• [Exercise data]:
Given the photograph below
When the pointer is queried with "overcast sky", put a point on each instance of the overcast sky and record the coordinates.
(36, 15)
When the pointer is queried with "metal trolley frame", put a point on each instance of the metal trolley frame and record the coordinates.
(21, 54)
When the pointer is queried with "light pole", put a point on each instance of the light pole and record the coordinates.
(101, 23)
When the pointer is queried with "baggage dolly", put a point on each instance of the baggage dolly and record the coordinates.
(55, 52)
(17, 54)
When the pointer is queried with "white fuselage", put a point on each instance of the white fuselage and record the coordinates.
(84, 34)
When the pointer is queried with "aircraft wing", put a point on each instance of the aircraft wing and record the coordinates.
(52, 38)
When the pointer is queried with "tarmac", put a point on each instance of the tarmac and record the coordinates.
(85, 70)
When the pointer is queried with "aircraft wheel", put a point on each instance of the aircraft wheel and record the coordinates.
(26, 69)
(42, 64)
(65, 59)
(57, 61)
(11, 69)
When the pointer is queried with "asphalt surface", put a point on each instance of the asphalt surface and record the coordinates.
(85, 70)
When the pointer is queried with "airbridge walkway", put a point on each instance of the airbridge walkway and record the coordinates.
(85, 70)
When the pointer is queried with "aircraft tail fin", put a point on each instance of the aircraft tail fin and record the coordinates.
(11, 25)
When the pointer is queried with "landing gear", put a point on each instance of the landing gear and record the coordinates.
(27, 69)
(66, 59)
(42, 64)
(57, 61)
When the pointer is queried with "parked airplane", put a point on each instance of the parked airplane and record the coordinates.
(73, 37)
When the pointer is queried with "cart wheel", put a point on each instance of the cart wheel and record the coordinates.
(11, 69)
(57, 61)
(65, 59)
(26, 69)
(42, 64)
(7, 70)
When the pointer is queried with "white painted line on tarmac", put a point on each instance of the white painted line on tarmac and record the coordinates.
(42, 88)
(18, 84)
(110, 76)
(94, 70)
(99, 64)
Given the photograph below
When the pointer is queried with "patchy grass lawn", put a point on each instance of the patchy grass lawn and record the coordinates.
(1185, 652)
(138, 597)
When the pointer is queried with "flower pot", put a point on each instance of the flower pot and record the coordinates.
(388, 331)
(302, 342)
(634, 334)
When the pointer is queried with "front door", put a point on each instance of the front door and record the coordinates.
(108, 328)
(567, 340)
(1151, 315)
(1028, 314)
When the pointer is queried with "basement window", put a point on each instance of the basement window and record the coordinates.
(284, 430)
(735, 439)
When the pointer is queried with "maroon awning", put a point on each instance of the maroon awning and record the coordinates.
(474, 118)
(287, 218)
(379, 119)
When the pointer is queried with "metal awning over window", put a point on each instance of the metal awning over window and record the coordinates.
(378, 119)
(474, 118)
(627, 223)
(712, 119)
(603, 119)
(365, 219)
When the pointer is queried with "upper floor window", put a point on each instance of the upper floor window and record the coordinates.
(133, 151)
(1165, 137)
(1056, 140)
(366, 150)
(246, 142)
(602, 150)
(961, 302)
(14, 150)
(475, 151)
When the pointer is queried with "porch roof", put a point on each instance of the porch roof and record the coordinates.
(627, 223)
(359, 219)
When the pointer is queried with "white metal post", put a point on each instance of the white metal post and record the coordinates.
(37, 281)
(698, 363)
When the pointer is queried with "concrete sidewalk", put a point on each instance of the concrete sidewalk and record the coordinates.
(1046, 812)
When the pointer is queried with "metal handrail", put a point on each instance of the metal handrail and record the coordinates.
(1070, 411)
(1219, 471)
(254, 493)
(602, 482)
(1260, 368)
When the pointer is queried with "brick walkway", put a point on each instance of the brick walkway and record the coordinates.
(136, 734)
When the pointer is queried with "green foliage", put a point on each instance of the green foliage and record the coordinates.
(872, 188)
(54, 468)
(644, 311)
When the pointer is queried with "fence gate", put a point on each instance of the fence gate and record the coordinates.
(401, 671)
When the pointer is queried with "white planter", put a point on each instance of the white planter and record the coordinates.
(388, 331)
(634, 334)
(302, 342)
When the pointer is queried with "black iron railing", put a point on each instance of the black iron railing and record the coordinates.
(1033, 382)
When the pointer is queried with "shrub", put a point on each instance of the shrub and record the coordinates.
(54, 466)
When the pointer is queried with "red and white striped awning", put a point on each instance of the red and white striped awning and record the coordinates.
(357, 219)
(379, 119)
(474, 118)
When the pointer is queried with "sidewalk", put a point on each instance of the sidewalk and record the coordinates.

• [Work required]: What's wanted here is every record, retyped exactly as shown above.

• [Solution]:
Given the photograph below
When the pointer is queried with "overcast sky", put a point on each instance of the overcast sky and record the coordinates.
(36, 15)
When the pointer is queried with "metal trolley frame", put a point on each instance of the metal trolley frame and record the coordinates.
(21, 54)
When the pointer is queried with "light pole", put a point on each instance of the light pole and record the coordinates.
(101, 23)
When the pointer is queried with "baggage dolly", put a point on each instance of the baggage dolly and record the coordinates.
(55, 52)
(17, 54)
When the pointer is queried with "white fuselage", put a point on each instance of the white fuselage and record the coordinates.
(84, 34)
When the pointer is queried with "aircraft wing", put a point on each instance of the aircraft wing and record the coordinates.
(52, 38)
When the pointer is queried with "tarmac", put a point on each instance of the tarmac and record the coordinates.
(85, 70)
When the pointer is queried with "aircraft wheel", put a point on each instance of the aircraft wheel and record the coordinates.
(26, 69)
(42, 64)
(65, 59)
(57, 61)
(11, 69)
When the pointer is queried with "asphalt surface", put a point on each instance of the asphalt surface and record the coordinates.
(85, 70)
When the pointer is queried with "airbridge walkway", put a point on each instance of the airbridge walkway and record the coordinates.
(85, 70)
When the pointer is queried with "aircraft tail fin", put a point on each instance of the aircraft tail fin and record the coordinates.
(11, 25)
When the pointer is queried with "landing gear", put a point on each instance of the landing gear and record the coordinates.
(27, 69)
(66, 59)
(42, 64)
(57, 61)
When the pointer is queried with "parked airplane", put a point on each instance of the parked airplane and record the coordinates.
(73, 37)
When the pointer is queried with "cart wheel", put a point on each instance of the cart wheel and record the coordinates.
(11, 69)
(57, 61)
(65, 59)
(26, 69)
(42, 64)
(7, 70)
When the pointer is queried with "white painted line on tarmac", put a point on each instance of the white painted line on tarmac and record the coordinates.
(42, 88)
(18, 84)
(110, 76)
(94, 70)
(99, 64)
Given the photograph below
When the pointer is queried with "patchy grass lawn", put a point on each instance of the patchy grass lawn and record the coordinates.
(1185, 652)
(138, 597)
When the pointer is queried with "flower pot", put a point on each instance of the flower pot and record the coordinates.
(388, 331)
(302, 342)
(634, 334)
When the pointer is queried with "front door", put a point on each instance of the front door and record the coordinates.
(108, 328)
(567, 340)
(1151, 315)
(1028, 314)
When the pointer is queried with "basement window", put a point on each instance of the basement window and record the coordinates.
(284, 430)
(735, 439)
When the pointer is queried with "maroon awning", put a point on each instance of the maroon awning and record the coordinates.
(474, 118)
(287, 218)
(379, 119)
When the pointer is queried with "metal awning over window", put a point on each instance of the metal awning over window and record the coordinates.
(378, 119)
(474, 118)
(627, 223)
(712, 119)
(603, 119)
(365, 219)
When the pointer is queried with "upper floor window", put a point on each instance of the upper floor window and record the coordinates.
(133, 151)
(1165, 137)
(1056, 140)
(366, 150)
(246, 142)
(602, 150)
(961, 302)
(14, 150)
(475, 151)
When the pointer is queried with "porch roof", put a point on each instance of the porch roof and record the coordinates.
(627, 223)
(359, 219)
When the pointer is queried with "white metal post", put a point on each instance of the white metal post and record the coordinates.
(37, 281)
(698, 363)
When the pointer is queried with "concrete sidewalk", put a point on each instance of the concrete sidewalk and record the coordinates.
(1046, 812)
When the pointer is queried with "metal handrail", put a point on each instance of the metal handrail and record the coordinates.
(1070, 411)
(1219, 471)
(254, 493)
(602, 482)
(1260, 368)
When the pointer is queried with "brick walkway", put a point on each instance of the brick walkway and record the coordinates.
(136, 734)
When the pointer is queried with "green foliage", put a point on each instance of the green foliage and record the coordinates.
(872, 188)
(54, 468)
(644, 311)
When the pointer is queried with "fence gate", put a point on each instance of the fence gate and record the coordinates.
(401, 671)
When the pointer is queried with "white planter", put a point on each instance of the white planter and record the coordinates.
(388, 331)
(634, 334)
(302, 342)
When the pointer is queried with "black iron railing", put a point on each instance of the black iron railing and record the coordinates.
(1033, 382)
When the pointer is queried with "shrub", put a point on each instance of the shrub and record the coordinates.
(54, 466)
When the pointer is queried with "red and white striped awning", put a point on each instance of the red and white striped awning and record the coordinates.
(357, 219)
(379, 119)
(474, 118)
When the pointer is queried with "sidewalk", put a point on each instance of the sidewalk and record the coordinates.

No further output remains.